### Kaynak metin

____________

Üniversitelerde toplu temizlik fırsatı

Yeryüzünün hiçbir yerinde hem 'katliam yapan', hem de 'kendisine kâtil diyene maaş ödeyen' devlet yoktur... Eğer Türkiye Cumhuriyeti kendisine 'kâtil' diyenlere maaş ödemeye devam edecek ve onların devletteki akademik kadrolarını koruyacaksa, bir yandan 'kâtil' suçlamasını kabul etmiş, diğer yandan yakın gelecekte çok daha büyük belâları üzerine çekmiş olacaktır...

1100 akademisyenin yayınladığı bildiri resmen suçüstüdür, şimdi 'toplu temizlik' için devlet kararlılığı gerekmektedir... 'Suçu ve suçluyu övmek' bizim ceza kanunlarımızda hâlâ suçsa, terörle mücadele edenleri terör örgütlerinin hedefi hâline getirmek hâlâ suçsa ve yanlış bilmiyorsak, devlet 'katliamcı' suçlamasını bir şeref nişanı olarak kabul etmiyorsa gereğini yapmalıdır...

Bunun gereği de kınama veya YÖK incelemesi türünden değil, doğrudan savcılık marifetiyle ve hızlı davranmak... Bu konuda tereddüt gösteren ve yutkunarak konuşan bu işi çözemez... Anadolu'ya şehit yağarken, gözü yaşlı yetimler ordusu tabut başlarında titrerken, terörizme 'insan hakları' kılıfı giydirmeye çalışanları kanun önüne çıkarmayan devlet, devlet olarak kalamaz...

***

Aslında bu mesele 'ağır devlet kusurunu' veya 'yönetici ihaneti'ni ortaya çıkardı... Kim bunlar ve bu üniversitelere nasıl yerleştiler? Akademik personel alımında nasıl bir 'klan' veya 'kast' sistemi oluşturarak 'kendilerinden olanları' bu denli çoğaltabildiler? Bir devlet bu süreçte nasıl uyudu veya uyutuldu?

Listeye baktığınızda çok az bir kısmının yurt dışındaki üniversitelerden oluştuğunu görüyorsunuz... Ağırlık Ankara, İstanbul ve İzmir'den... Ve hep yazdığımız gibi İstanbul'daki 'özel' üniversitelerden... Hani şu Ermeni meselesinin Türkiye aleyhine, Erivan'da bile bu kadar Türkiye aleyhine konuşulamadığı 'mütareke üniversiteleri'nden!.. Bağrımızdaki hançerlerden...

Yıllardır uyarmaya çalışıyoruz: "Üniversiteler teröristler için Kandil'den Zap'tan daha güvenli yerler hâline geliyor... Üniversiteler Anadolu'dan gelen bu ülkenin değerlerine sadık çocuklarının hayat alanlarının daraldığı, sadece PKK ve onunla iş birliği yapanların egemenlik kurduğu 'kurtarılmış bölgeler'e çevriliyor" diye...

____________

### Kayıtlı veriler
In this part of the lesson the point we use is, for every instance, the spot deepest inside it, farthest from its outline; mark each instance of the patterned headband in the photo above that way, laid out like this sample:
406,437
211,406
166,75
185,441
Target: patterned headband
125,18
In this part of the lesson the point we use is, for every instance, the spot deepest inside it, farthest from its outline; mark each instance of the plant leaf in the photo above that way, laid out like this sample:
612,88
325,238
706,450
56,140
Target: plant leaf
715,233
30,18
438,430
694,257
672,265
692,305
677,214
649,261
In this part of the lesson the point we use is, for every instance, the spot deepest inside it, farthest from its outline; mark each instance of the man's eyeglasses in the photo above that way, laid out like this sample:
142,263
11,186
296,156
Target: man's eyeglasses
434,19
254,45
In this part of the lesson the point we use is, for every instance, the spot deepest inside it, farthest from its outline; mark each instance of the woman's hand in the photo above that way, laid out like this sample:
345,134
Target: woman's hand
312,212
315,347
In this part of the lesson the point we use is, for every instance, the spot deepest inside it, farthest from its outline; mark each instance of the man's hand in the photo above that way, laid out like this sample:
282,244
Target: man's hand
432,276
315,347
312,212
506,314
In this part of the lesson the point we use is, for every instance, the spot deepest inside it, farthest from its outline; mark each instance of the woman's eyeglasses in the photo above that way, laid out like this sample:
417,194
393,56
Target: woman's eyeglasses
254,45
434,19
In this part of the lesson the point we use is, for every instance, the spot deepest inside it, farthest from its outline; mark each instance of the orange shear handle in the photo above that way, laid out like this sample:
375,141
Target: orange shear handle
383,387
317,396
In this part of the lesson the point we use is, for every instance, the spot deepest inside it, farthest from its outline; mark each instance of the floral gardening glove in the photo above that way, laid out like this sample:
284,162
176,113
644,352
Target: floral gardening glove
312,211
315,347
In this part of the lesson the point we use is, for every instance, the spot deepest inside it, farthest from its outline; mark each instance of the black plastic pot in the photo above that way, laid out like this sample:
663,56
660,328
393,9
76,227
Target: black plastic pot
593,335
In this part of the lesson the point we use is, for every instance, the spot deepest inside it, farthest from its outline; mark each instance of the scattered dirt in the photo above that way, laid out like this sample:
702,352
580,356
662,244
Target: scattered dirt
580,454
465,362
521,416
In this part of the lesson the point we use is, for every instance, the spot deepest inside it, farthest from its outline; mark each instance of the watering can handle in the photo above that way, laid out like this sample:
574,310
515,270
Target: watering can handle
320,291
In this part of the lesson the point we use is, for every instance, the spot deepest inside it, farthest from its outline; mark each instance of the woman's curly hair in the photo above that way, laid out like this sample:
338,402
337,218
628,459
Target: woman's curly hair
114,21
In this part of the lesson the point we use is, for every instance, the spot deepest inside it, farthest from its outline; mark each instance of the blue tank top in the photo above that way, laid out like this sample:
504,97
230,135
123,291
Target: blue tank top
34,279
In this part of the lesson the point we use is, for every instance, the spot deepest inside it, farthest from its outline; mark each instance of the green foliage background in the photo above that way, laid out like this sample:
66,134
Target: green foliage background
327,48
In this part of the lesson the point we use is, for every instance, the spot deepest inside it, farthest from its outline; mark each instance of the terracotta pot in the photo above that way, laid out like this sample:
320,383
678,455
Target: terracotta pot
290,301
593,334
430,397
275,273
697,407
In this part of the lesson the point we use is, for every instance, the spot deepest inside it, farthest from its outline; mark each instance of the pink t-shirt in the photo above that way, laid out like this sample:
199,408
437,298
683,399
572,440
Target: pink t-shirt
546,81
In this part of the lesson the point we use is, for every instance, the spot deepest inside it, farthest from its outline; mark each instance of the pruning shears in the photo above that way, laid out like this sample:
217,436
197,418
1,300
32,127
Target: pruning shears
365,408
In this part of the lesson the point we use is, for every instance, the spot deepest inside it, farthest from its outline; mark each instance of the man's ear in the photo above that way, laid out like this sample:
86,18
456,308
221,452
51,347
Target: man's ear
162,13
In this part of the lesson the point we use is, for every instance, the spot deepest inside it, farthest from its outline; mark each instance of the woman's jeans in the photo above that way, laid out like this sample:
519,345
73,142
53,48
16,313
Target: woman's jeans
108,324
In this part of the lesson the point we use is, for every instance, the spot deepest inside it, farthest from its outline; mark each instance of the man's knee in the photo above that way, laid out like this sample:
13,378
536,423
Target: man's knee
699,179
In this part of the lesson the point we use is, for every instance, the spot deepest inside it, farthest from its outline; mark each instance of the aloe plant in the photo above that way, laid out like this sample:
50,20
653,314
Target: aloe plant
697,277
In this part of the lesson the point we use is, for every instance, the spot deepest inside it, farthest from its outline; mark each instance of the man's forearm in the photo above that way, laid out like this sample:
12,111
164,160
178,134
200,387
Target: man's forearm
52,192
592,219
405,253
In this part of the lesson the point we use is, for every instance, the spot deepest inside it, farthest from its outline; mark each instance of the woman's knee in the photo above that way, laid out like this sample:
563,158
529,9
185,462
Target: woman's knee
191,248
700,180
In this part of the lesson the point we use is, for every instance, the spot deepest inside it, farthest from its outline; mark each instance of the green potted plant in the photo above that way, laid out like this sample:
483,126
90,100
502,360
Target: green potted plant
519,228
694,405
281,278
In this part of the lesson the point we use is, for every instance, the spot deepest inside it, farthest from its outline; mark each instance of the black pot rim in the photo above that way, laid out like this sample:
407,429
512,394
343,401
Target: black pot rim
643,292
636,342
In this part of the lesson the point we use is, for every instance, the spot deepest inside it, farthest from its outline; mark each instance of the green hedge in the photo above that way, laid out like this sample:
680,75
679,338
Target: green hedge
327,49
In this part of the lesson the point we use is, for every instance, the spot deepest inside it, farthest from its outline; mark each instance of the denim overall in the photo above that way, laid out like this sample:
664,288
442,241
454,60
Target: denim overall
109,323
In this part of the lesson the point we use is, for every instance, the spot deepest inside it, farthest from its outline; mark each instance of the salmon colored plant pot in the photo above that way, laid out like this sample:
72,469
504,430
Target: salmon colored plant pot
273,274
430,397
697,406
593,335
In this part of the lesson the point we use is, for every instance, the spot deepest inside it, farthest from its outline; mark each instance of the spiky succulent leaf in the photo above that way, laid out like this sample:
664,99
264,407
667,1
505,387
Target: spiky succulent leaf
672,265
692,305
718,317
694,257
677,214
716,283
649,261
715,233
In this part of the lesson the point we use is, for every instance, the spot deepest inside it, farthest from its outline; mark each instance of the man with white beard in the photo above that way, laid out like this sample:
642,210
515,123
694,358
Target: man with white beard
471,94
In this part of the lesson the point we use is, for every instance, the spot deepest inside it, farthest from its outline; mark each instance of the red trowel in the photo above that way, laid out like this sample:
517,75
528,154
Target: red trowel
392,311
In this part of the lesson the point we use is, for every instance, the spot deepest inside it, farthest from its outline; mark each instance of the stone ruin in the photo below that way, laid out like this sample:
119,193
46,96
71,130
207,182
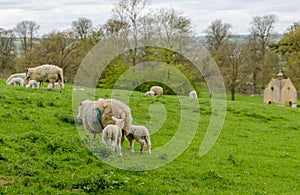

____________

### Görev listesi
1) Üniversiteler üzerine yazıya göre şu soruları yanıtlayın:
(a) Bildiriyi kaç akademisyen yayınladı?
(b) Listedeki ağırlık hangi şehirlerden?
(c) Yazar, gereğin hangi yolla yapılmasını istiyor?
2) Üniversiteler üzerine yazıyı son cümlesinden sonra sürdürün.

### Görev sonuçları
1)
(a) 1100 akademisyen.
(b) Ankara, İstanbul ve İzmir'den.
(c) Kınama veya YÖK incelemesiyle değil, doğrudan savcılık eliyle ve hızlı davranılarak.

2)
Merkezî organizasyonlarla hak etmedikleri üniversitelere yerleştirilen öğrenci görünümlü teröristler, işgalleri safha safha yayıyor... Şiddet üretme potansiyelleri sayesinde üniversite yönetimlerini sindiriyor, kimisiyle Marksist ideolojik yakınlık dolayısıyla iş birliğine gidiyor... Ardından üniversitenin akademik kadrolarına sızıyor, kendi 'aydın'ını yetiştiriyor...

Üniversitelerde olaylar çıkınca odasında PKK'lı saklayan akademisyenler bu ülkenin gerçeği artık... Sadece Cebeci Kampüsü bir ibrettir ama o ibreti bu devleti yönetenler yıllarca seyretmiştir... O yüzden şimdi 1100 akademisyenin çıkıp 'devleti şiddet uygulayan katliamcı' olarak sunması asla bir sürpriz değildir, katlanarak büyüyen gerçeğin cesaret bulup diklenmesidir...

***

Bu ülkenin bir de 'ahmak radikal sol' gerçeği var... Artık solun bölünme değil, PKK tarafından yutulma tehdidi altında olduğunu fark etmeyecek kadar ahmak sol... Sendikalar, meslek odaları, dernekler birer birer yutuluyor, sol bu yapılar içinde PKK'nın marabasına dönüşüyor... 'Faşist' ve 'kâtil' olarak gördükleri devlete ve milletin değerlerine olan mesafeleri o kadar baskın ki bir cinayet şebekesiyle iş birliği yapmayı bile meşrû görebiliyor...

Eziklik kompleksi içindeki radikal sol 'devrimci özne' olarak gördüğü terör örgütünün peşine takılmayı ideolojik anlamda içselleştirebiliyor... Mâkul, mantıklı, vatansever ama 'gevşek ve örgütsüz' sol çoğunluk, daha bu dönüşümü durduramıyor...

***

Devlet devletse, işte imkân... Bu 1100 kişilik listeyi aylarca çalışsa yapamazdı, şimdi önüne geldi... Üstelik "Ben sana kâtil diyorum, teröristlere ise 'Kürt siyasetinin önderleri' sıfatını lâyık görüyorum" şeklinde kendi boynuna yafta asarak...

Devlet hukuku işletsin ama hemen işletsin ve üniversitelerde dezenfekteye başlasın yeter... O listeye adını koyan araştırma görevlileri bile bu cesareti bulduysalar bu devlet zafiyetinin ulaştığı yeri gösterir... Şimdi o zafiyeti ortadan kaldırmak ve kararlılık göstermek için büyük fırsat...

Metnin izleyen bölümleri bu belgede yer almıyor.